## WHAT TO WORK ON
The answer must consist of each line of the records below that contains the string "positive".

(DATASET EXCERPTS begins)

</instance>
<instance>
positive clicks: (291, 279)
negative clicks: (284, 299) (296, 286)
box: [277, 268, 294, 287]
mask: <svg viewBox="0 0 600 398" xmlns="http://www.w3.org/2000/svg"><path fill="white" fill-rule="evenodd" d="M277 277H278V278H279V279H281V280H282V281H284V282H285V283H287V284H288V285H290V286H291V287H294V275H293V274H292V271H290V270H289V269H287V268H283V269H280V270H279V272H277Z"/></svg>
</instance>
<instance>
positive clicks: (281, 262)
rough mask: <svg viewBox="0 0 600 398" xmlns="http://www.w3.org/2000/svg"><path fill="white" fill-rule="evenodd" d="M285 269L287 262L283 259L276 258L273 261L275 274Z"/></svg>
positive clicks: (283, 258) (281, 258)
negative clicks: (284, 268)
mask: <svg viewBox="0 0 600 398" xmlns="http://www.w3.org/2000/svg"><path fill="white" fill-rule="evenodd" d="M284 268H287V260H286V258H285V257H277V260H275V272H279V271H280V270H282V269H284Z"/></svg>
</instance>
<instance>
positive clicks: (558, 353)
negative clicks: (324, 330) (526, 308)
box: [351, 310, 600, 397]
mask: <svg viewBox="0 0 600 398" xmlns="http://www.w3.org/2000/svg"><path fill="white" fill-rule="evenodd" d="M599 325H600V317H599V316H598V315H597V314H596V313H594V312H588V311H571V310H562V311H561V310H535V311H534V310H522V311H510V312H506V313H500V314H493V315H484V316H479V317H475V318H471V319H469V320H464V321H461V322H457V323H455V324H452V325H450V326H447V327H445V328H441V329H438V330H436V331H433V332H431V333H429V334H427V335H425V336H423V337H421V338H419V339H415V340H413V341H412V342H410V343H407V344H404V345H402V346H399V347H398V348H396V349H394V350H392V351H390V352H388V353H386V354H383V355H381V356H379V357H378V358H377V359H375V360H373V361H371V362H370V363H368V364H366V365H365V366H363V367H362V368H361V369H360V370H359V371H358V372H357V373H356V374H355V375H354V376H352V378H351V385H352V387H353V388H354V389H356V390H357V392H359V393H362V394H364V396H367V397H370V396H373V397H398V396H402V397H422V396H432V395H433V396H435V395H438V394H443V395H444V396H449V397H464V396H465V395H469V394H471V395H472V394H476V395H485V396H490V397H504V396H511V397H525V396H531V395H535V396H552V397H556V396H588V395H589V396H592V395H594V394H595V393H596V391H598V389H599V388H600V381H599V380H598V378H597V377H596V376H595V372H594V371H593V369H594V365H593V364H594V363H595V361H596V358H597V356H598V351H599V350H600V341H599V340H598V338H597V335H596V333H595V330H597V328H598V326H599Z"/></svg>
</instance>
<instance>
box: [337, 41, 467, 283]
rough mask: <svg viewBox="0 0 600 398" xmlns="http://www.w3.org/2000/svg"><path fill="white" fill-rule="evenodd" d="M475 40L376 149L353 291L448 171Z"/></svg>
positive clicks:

(DATASET EXCERPTS ends)

## WORKED SOLUTION
positive clicks: (291, 279)
positive clicks: (281, 262)
positive clicks: (283, 258) (281, 258)
positive clicks: (558, 353)
positive clicks:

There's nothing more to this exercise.